*Prompt 1:*
Decide whether each statement below agrees with the budgeting text. Answer yes or no for each, and quote the words of the text that decide it.
(a) The text holds that the purpose of a budget is to strip away everything fun.
(b) The text names Excel as the software of choice for the spreadsheet method.
(c) The text presents Quicken as a free budgeting tool.
*Prompt 2:*
Answer these questions from the budgeting text.
(a) How many methods for creating, tracking and monitoring a budget does it give?
(b) Over what period should one consider financial goals?
(c) For how long does it suggest tracking spending?

*Text provided:*
——

When it comes to creating a personal budget, many people have the idea that the goal is to strip you of anything and everything fun that you enjoy.  The end of eating out and shopping. This is not the case. Its purpose is to give you a clear picture of how much income is coming in vs how much you have going out.  It it is a crucial tool when it comes to creating a solid foundation that will lead to a healthy financial future.  You will feel in control, which will allow you to get the full benefit of your money.

Below are 7 steps to setting up a personal budget

1. Compile necessary items

In order to get started on your personal budget, you need to have all the necessary numbers and paperwork so you can prepare a complete one.  Some of these items include:

  • Monthly utility statements
  • Monthly receipts
  • Bank statements
  • Pay stubs
  • Credit card statements
  • Any loan information

2. Choose a method

When it comes to creating, tracking and monitoring your personal budget, there are 4 methods.  Each one is different, but they all are focused on details and organization.

  • The pen and paper: This old school method still does the trick. You just jot down all your sources of income and all your expenses.
  • The Spreadsheet: Excel would be the software of choice for this method. You can find free samples online so that you don’t have to start from scratch. You can organize all the details easily and the math is done for you.
  • Free software: Websites like Mint.com and Finovera are free and are great budgeting tools. These programs are great because they give you a clear picture of your expenses and your spending all in real time.
  • Financial software: Quicken would be the most popular of this category.

2. Set goals

Sit down and give some thought to the financial goals you want to achieve with your finances over the next year.  By doing this, you are setting yourself up to make the best spending choices.

3. Determine income and expenses

Many of us are on autopilot with no real idea of how much we really are spending.  A few Starbucks a week can really add up. Take a few weeks and track your spending.  Make a note of every cent you spend.  You may be surprised to see how much money is going out the window.

——

*Material provided:*
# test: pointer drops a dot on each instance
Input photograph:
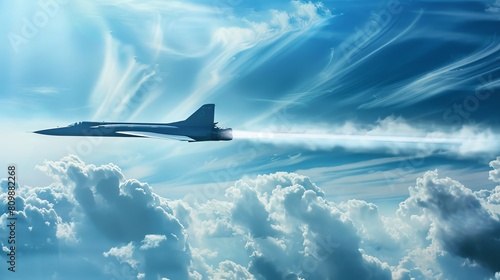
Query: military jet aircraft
(199, 126)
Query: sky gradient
(366, 139)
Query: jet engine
(222, 134)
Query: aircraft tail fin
(204, 116)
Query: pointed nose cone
(51, 131)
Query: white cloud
(274, 226)
(495, 173)
(152, 241)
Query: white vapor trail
(461, 143)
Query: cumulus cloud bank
(94, 222)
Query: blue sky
(375, 119)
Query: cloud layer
(99, 224)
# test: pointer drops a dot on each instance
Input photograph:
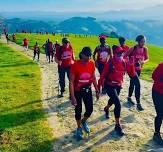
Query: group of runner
(112, 64)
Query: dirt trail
(137, 125)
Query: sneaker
(61, 95)
(130, 101)
(85, 127)
(79, 134)
(103, 91)
(139, 107)
(107, 116)
(119, 130)
(157, 138)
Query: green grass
(155, 52)
(23, 124)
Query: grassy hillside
(23, 124)
(156, 53)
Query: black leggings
(38, 54)
(113, 93)
(84, 95)
(62, 72)
(100, 67)
(135, 84)
(158, 102)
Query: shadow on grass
(151, 146)
(11, 120)
(18, 64)
(69, 142)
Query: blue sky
(75, 5)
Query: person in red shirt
(112, 77)
(14, 37)
(65, 58)
(101, 55)
(82, 76)
(50, 50)
(157, 95)
(36, 49)
(103, 52)
(25, 44)
(123, 45)
(140, 54)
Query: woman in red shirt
(140, 55)
(157, 95)
(65, 58)
(112, 77)
(82, 76)
(36, 49)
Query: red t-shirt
(103, 53)
(157, 77)
(36, 48)
(125, 48)
(139, 54)
(84, 73)
(65, 55)
(25, 42)
(114, 70)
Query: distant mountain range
(127, 23)
(151, 13)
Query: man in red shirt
(81, 78)
(103, 53)
(123, 45)
(112, 77)
(157, 95)
(140, 55)
(25, 44)
(36, 49)
(65, 58)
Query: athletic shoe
(157, 138)
(85, 127)
(139, 107)
(107, 116)
(119, 130)
(79, 134)
(130, 101)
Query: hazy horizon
(75, 5)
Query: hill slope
(137, 125)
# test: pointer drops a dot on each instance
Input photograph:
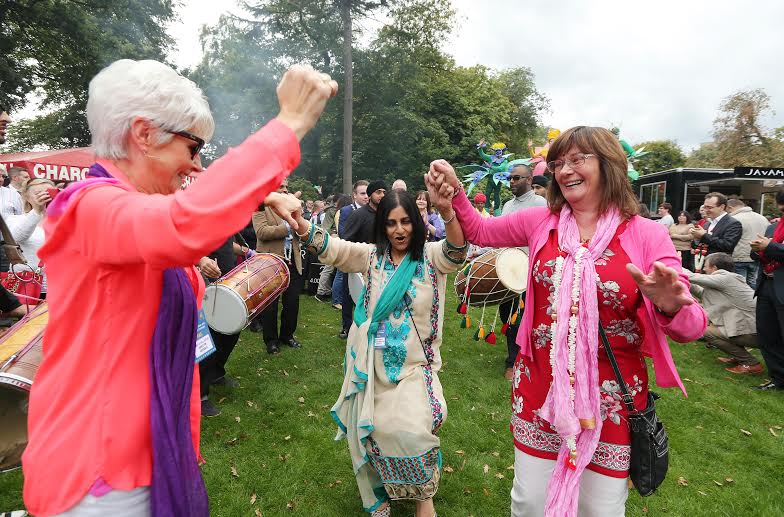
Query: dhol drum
(493, 277)
(231, 303)
(20, 356)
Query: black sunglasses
(193, 138)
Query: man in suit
(769, 249)
(359, 226)
(753, 224)
(723, 232)
(731, 308)
(273, 235)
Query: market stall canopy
(59, 165)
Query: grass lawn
(271, 452)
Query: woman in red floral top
(593, 261)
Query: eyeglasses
(555, 166)
(193, 138)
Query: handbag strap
(627, 398)
(407, 300)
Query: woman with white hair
(114, 412)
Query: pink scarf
(564, 486)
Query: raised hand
(302, 94)
(286, 206)
(662, 286)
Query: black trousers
(213, 367)
(770, 330)
(290, 313)
(347, 313)
(504, 311)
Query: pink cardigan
(105, 256)
(644, 241)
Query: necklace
(571, 341)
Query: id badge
(204, 344)
(380, 342)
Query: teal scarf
(390, 297)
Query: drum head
(225, 311)
(356, 282)
(512, 269)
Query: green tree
(663, 155)
(740, 137)
(411, 103)
(54, 48)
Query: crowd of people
(130, 446)
(727, 251)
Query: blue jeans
(748, 270)
(337, 287)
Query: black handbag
(650, 447)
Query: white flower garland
(571, 441)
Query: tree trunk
(348, 95)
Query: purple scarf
(177, 488)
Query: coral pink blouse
(105, 256)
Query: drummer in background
(114, 410)
(391, 405)
(275, 235)
(629, 279)
(212, 369)
(520, 181)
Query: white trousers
(117, 503)
(600, 496)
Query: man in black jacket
(359, 227)
(724, 231)
(770, 301)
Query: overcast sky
(658, 69)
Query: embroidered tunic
(619, 300)
(408, 405)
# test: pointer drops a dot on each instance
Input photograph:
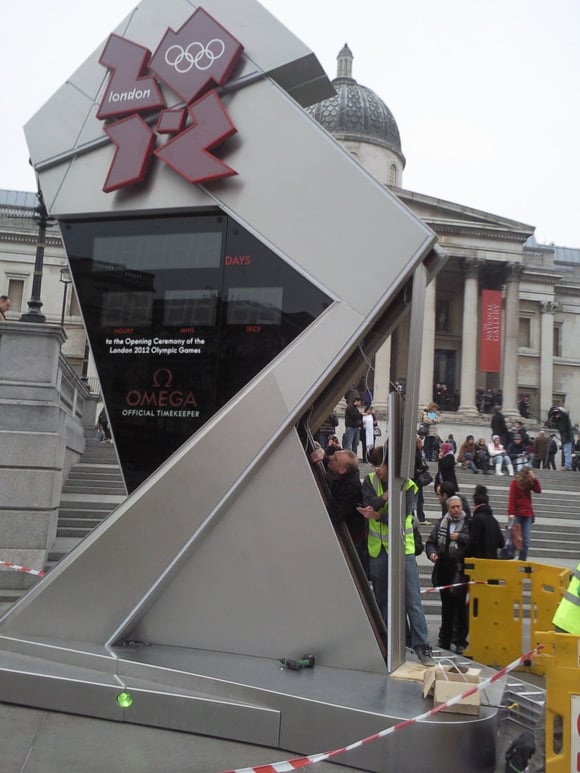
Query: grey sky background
(486, 95)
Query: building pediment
(450, 218)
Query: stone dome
(356, 112)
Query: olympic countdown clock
(182, 312)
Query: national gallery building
(537, 287)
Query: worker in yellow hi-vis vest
(375, 509)
(567, 616)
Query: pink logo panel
(135, 142)
(199, 54)
(128, 90)
(188, 153)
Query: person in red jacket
(520, 505)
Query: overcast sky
(485, 94)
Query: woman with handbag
(520, 505)
(430, 420)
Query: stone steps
(91, 492)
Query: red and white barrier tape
(302, 762)
(455, 585)
(25, 569)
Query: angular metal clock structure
(220, 316)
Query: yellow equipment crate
(499, 631)
(560, 658)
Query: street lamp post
(66, 279)
(34, 313)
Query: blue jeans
(417, 634)
(470, 463)
(526, 524)
(567, 455)
(416, 623)
(350, 439)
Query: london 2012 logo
(191, 63)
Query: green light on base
(125, 700)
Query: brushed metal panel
(214, 717)
(268, 579)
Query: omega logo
(162, 395)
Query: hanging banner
(490, 348)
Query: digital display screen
(181, 312)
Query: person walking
(446, 547)
(446, 466)
(375, 508)
(560, 419)
(499, 426)
(485, 537)
(499, 457)
(430, 420)
(567, 616)
(352, 426)
(520, 505)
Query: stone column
(428, 353)
(547, 356)
(382, 379)
(32, 445)
(509, 376)
(467, 406)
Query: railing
(73, 391)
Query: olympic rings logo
(195, 55)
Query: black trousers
(454, 618)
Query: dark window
(181, 312)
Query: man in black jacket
(352, 424)
(499, 426)
(446, 548)
(345, 496)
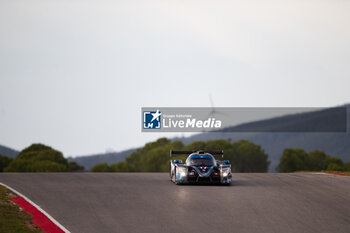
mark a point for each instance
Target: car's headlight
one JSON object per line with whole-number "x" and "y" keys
{"x": 226, "y": 171}
{"x": 183, "y": 171}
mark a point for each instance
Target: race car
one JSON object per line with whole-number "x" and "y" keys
{"x": 200, "y": 167}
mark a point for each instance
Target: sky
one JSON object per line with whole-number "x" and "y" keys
{"x": 75, "y": 74}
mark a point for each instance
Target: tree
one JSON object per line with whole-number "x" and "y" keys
{"x": 248, "y": 157}
{"x": 101, "y": 167}
{"x": 4, "y": 162}
{"x": 292, "y": 160}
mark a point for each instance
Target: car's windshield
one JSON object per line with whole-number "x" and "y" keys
{"x": 201, "y": 162}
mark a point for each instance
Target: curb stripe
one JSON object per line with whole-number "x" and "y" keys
{"x": 40, "y": 217}
{"x": 329, "y": 173}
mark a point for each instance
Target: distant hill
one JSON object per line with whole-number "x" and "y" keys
{"x": 8, "y": 151}
{"x": 89, "y": 161}
{"x": 335, "y": 144}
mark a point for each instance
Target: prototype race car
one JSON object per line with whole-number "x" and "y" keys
{"x": 200, "y": 167}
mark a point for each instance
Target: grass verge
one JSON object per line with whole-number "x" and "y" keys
{"x": 12, "y": 218}
{"x": 335, "y": 172}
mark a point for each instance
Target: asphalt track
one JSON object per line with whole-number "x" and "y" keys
{"x": 149, "y": 202}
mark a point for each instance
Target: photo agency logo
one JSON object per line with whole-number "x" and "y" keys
{"x": 240, "y": 119}
{"x": 152, "y": 119}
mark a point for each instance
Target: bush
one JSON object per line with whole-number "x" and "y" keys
{"x": 334, "y": 167}
{"x": 248, "y": 157}
{"x": 74, "y": 167}
{"x": 4, "y": 162}
{"x": 40, "y": 158}
{"x": 101, "y": 167}
{"x": 292, "y": 160}
{"x": 154, "y": 156}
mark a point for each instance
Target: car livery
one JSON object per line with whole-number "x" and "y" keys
{"x": 200, "y": 167}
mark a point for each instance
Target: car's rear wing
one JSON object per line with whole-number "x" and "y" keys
{"x": 179, "y": 152}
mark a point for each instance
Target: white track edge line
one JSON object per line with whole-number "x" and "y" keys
{"x": 38, "y": 207}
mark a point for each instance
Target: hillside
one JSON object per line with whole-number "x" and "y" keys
{"x": 336, "y": 143}
{"x": 89, "y": 161}
{"x": 8, "y": 151}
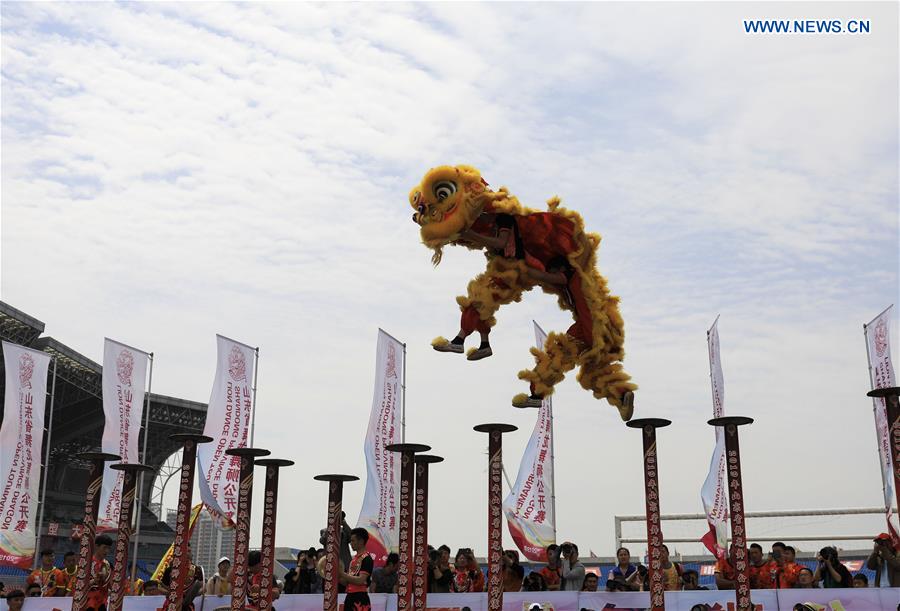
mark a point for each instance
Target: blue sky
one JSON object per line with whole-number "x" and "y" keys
{"x": 171, "y": 171}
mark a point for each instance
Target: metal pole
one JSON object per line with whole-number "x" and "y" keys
{"x": 253, "y": 413}
{"x": 875, "y": 408}
{"x": 140, "y": 494}
{"x": 37, "y": 544}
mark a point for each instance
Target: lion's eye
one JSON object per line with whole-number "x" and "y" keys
{"x": 444, "y": 189}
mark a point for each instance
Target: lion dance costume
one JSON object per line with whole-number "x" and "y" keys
{"x": 454, "y": 206}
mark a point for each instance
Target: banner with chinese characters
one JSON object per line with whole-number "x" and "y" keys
{"x": 713, "y": 493}
{"x": 21, "y": 443}
{"x": 881, "y": 371}
{"x": 124, "y": 374}
{"x": 378, "y": 514}
{"x": 529, "y": 505}
{"x": 228, "y": 423}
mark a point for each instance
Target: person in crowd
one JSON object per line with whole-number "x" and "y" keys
{"x": 467, "y": 576}
{"x": 805, "y": 579}
{"x": 571, "y": 569}
{"x": 67, "y": 574}
{"x": 193, "y": 581}
{"x": 534, "y": 582}
{"x": 830, "y": 571}
{"x": 440, "y": 574}
{"x": 885, "y": 561}
{"x": 15, "y": 600}
{"x": 761, "y": 569}
{"x": 513, "y": 572}
{"x": 726, "y": 576}
{"x": 672, "y": 571}
{"x": 151, "y": 588}
{"x": 690, "y": 580}
{"x": 219, "y": 584}
{"x": 627, "y": 571}
{"x": 550, "y": 573}
{"x": 98, "y": 592}
{"x": 384, "y": 579}
{"x": 47, "y": 577}
{"x": 358, "y": 574}
{"x": 302, "y": 578}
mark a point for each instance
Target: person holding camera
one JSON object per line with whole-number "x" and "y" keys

——

*Solution 1:*
(a) No: "Its purpose is to give you a clear picture of how much income is coming in vs how much you have going out."
(b) Yes: "Excel would be the software of choice for this method."
(c) No: "Financial software: Quicken would be the most popular of this category."

*Solution 2:*
(a) 4
(b) Over the next year
(c) A few weeks